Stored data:
%%

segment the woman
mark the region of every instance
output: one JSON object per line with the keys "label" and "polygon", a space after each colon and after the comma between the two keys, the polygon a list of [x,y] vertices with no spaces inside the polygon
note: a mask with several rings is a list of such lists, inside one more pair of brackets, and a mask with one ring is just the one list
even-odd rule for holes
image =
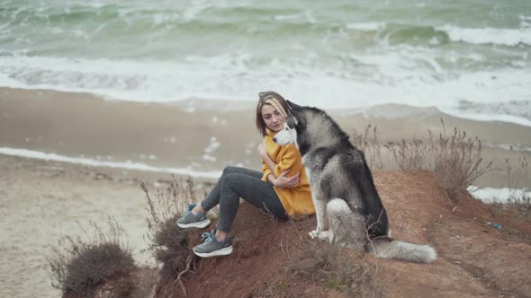
{"label": "woman", "polygon": [[227,167],[210,194],[199,204],[191,204],[177,220],[181,228],[205,228],[211,223],[206,213],[220,205],[217,230],[204,233],[204,242],[194,248],[202,258],[232,253],[230,226],[239,206],[239,197],[277,218],[299,219],[315,214],[308,177],[301,153],[293,144],[278,145],[273,136],[287,118],[286,101],[274,92],[259,93],[256,128],[264,136],[258,145],[262,171]]}

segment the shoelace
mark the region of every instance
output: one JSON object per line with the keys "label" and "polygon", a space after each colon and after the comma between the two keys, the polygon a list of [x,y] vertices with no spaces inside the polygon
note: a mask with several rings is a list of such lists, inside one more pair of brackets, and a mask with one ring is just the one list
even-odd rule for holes
{"label": "shoelace", "polygon": [[191,213],[192,213],[192,209],[194,209],[194,207],[190,208],[190,206],[192,206],[192,205],[188,205],[188,206],[186,206],[186,211],[184,211],[184,216],[186,216],[186,215],[188,215],[189,214],[191,214]]}
{"label": "shoelace", "polygon": [[[213,232],[213,231],[212,231]],[[212,232],[203,232],[201,234],[201,240],[204,241],[204,243],[208,243],[212,241]]]}

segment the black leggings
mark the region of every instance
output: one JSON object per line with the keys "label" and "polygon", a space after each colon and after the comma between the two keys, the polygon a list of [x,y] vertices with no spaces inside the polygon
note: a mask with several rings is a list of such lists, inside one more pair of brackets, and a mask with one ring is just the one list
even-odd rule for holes
{"label": "black leggings", "polygon": [[239,197],[253,206],[287,219],[273,185],[262,181],[262,172],[244,168],[227,167],[210,194],[201,202],[201,206],[209,211],[220,204],[220,218],[217,229],[230,232],[230,226],[238,213]]}

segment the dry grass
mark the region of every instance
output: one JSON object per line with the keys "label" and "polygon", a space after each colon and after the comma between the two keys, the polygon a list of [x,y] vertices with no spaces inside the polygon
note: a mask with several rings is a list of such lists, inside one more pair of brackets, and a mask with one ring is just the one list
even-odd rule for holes
{"label": "dry grass", "polygon": [[89,229],[80,225],[85,237],[65,236],[51,246],[49,271],[52,285],[63,295],[92,297],[103,282],[135,267],[130,250],[122,241],[123,229],[112,218],[107,224],[108,231],[93,222]]}
{"label": "dry grass", "polygon": [[400,171],[426,170],[433,171],[439,184],[450,197],[458,200],[461,194],[473,184],[476,179],[493,171],[492,162],[484,162],[482,157],[482,142],[468,137],[466,133],[455,127],[451,136],[446,134],[445,123],[441,119],[442,130],[438,137],[428,131],[428,141],[413,137],[400,142],[383,145],[392,157],[392,165],[382,162],[380,144],[376,127],[369,134],[370,126],[364,134],[355,134],[354,143],[365,151],[367,162],[377,168],[392,169],[395,166]]}
{"label": "dry grass", "polygon": [[379,268],[368,263],[363,253],[308,237],[302,241],[302,255],[290,258],[288,264],[292,277],[310,280],[325,290],[344,292],[350,297],[382,296]]}
{"label": "dry grass", "polygon": [[[172,176],[173,177],[173,176]],[[196,202],[194,180],[176,180],[175,177],[166,191],[157,190],[154,199],[145,183],[141,188],[146,195],[149,214],[148,240],[155,259],[163,264],[160,275],[163,281],[177,277],[187,266],[191,256],[186,231],[176,224],[176,220],[188,203]]]}
{"label": "dry grass", "polygon": [[528,181],[527,160],[525,156],[518,158],[517,165],[509,159],[505,160],[507,188],[513,189],[508,200],[504,204],[494,204],[500,209],[512,210],[521,220],[531,223],[531,193],[527,189]]}
{"label": "dry grass", "polygon": [[382,170],[382,146],[378,141],[378,127],[368,125],[363,133],[354,131],[353,144],[364,152],[367,163],[371,169]]}

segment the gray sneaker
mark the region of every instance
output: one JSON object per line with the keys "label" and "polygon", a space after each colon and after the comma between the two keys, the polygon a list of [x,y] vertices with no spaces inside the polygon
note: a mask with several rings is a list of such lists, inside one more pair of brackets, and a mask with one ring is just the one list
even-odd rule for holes
{"label": "gray sneaker", "polygon": [[195,204],[189,204],[186,207],[184,215],[177,219],[177,226],[179,228],[206,228],[211,224],[211,220],[208,218],[205,213],[194,215],[192,213],[192,209],[195,206]]}
{"label": "gray sneaker", "polygon": [[212,230],[210,233],[202,233],[202,244],[194,248],[194,253],[201,258],[212,258],[217,256],[228,256],[232,253],[232,243],[230,237],[227,237],[223,241],[216,240],[216,232]]}

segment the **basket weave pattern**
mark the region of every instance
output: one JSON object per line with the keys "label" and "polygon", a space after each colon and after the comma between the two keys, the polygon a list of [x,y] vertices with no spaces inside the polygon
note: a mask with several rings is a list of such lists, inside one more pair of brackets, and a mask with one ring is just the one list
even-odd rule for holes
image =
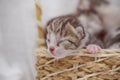
{"label": "basket weave pattern", "polygon": [[120,80],[120,50],[102,50],[97,54],[78,50],[63,59],[50,57],[45,48],[39,0],[36,13],[39,34],[35,50],[36,80]]}

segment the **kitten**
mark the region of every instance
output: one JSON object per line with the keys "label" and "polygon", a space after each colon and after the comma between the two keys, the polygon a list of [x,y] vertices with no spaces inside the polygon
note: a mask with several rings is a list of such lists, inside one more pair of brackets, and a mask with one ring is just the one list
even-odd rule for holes
{"label": "kitten", "polygon": [[78,10],[93,10],[100,16],[106,35],[105,48],[120,48],[120,8],[111,0],[81,0]]}
{"label": "kitten", "polygon": [[95,35],[98,31],[91,29],[96,25],[99,30],[101,28],[94,19],[97,19],[94,15],[89,19],[87,15],[67,15],[50,20],[46,25],[46,42],[50,55],[63,58],[78,48],[87,48],[91,53],[103,48],[102,42]]}

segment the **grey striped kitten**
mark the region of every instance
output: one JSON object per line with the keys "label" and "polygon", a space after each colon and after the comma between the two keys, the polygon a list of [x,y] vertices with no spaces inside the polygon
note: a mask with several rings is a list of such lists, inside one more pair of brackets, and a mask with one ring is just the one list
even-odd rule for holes
{"label": "grey striped kitten", "polygon": [[96,37],[101,30],[101,21],[92,12],[56,17],[46,25],[48,52],[55,58],[63,58],[79,48],[96,53],[104,48]]}
{"label": "grey striped kitten", "polygon": [[[119,0],[118,0],[119,3]],[[105,48],[120,48],[120,6],[111,0],[80,0],[78,10],[93,10],[101,17],[104,30]]]}

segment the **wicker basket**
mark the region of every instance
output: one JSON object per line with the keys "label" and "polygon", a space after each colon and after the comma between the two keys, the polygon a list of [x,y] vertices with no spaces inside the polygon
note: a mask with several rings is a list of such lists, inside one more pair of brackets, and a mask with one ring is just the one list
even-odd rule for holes
{"label": "wicker basket", "polygon": [[102,50],[97,54],[79,50],[59,60],[50,57],[45,47],[38,0],[36,13],[39,32],[39,46],[35,50],[36,80],[120,80],[120,50]]}

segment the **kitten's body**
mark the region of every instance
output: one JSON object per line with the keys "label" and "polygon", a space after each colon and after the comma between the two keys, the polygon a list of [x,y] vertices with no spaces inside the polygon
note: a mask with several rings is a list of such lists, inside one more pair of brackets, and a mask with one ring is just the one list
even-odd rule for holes
{"label": "kitten's body", "polygon": [[[86,3],[86,4],[85,4]],[[81,0],[79,10],[94,10],[106,31],[105,48],[120,48],[120,8],[111,0]],[[83,7],[84,6],[84,7]],[[85,7],[86,6],[86,7]]]}

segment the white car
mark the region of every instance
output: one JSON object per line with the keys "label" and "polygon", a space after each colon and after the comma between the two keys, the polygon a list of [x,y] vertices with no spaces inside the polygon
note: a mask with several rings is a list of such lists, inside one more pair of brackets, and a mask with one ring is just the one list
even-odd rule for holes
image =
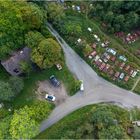
{"label": "white car", "polygon": [[55,101],[55,96],[54,95],[46,94],[45,99],[54,102]]}
{"label": "white car", "polygon": [[84,83],[83,83],[83,80],[80,80],[80,82],[81,82],[80,90],[81,90],[81,91],[84,91]]}

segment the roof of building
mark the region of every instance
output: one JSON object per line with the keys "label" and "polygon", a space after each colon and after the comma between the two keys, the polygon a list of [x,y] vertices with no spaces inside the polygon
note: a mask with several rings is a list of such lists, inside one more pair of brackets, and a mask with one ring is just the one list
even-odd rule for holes
{"label": "roof of building", "polygon": [[29,61],[30,60],[30,48],[23,48],[18,52],[14,52],[12,56],[7,60],[2,60],[1,64],[6,69],[8,73],[11,75],[19,75],[22,73],[20,70],[20,62],[21,61]]}

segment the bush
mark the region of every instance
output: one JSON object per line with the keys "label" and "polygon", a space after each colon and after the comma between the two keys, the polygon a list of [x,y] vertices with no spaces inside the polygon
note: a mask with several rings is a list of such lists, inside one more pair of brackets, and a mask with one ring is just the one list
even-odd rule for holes
{"label": "bush", "polygon": [[16,95],[20,93],[24,87],[23,79],[16,76],[10,77],[9,84]]}

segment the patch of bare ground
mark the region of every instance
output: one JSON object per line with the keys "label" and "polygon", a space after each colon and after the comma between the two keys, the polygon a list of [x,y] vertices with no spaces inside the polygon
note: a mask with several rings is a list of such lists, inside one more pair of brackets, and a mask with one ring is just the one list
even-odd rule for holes
{"label": "patch of bare ground", "polygon": [[56,100],[54,104],[58,106],[59,104],[65,102],[68,98],[67,91],[64,87],[64,84],[61,83],[60,87],[54,87],[49,81],[39,81],[38,89],[37,89],[37,97],[39,100],[45,100],[45,95],[48,93],[49,95],[54,95]]}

%%

## PROBLEM TO SOLVE
Copy exactly the lines of the listing above, beginning at the line with "segment the roof of building" and ending at its final line; write out nothing else.

## EXPECTED OUTPUT
segment the roof of building
mark the region of every instance
output: one JSON object per line with the keys "label" and "polygon", a space after each colon and after the comma between the two keys, the polygon a list of [x,y] vertices with no spaces inside the polygon
note: a mask with several rings is a list of such lists, inside one more pair of brackets, and a mask with one ring is just the one list
even-odd rule for holes
{"label": "roof of building", "polygon": [[29,61],[30,60],[30,48],[23,48],[18,52],[14,52],[12,56],[7,60],[2,60],[1,64],[6,69],[8,73],[11,75],[19,75],[22,73],[20,70],[20,62],[21,61]]}

segment the bush
mark the region of every instance
output: one JSON object per line with the keys "label" and "polygon", a space after each colon and after the comma between the two keys, the polygon a list of [x,y] vertices with no spaces inside the polygon
note: a mask with several rings is a list of such lists, inside one more pair of brackets, and a mask with one ring is just the one list
even-odd rule for holes
{"label": "bush", "polygon": [[16,95],[20,93],[24,87],[23,79],[16,76],[10,77],[9,84]]}

segment the patch of bare ground
mark the region of every instance
output: one JSON object per line with the keys "label" and "polygon", a space after each colon and after the comma between the two keys, the polygon a list of [x,y] vertices with no spaces inside the polygon
note: a mask with several rings is a list of such lists, inside one more pair of brackets, and a mask with one ring is just the one list
even-odd rule for holes
{"label": "patch of bare ground", "polygon": [[56,100],[54,104],[58,106],[59,104],[65,102],[68,98],[67,91],[64,87],[64,84],[61,83],[60,87],[54,87],[49,81],[39,81],[38,89],[37,89],[37,97],[39,100],[45,100],[45,95],[48,93],[49,95],[54,95]]}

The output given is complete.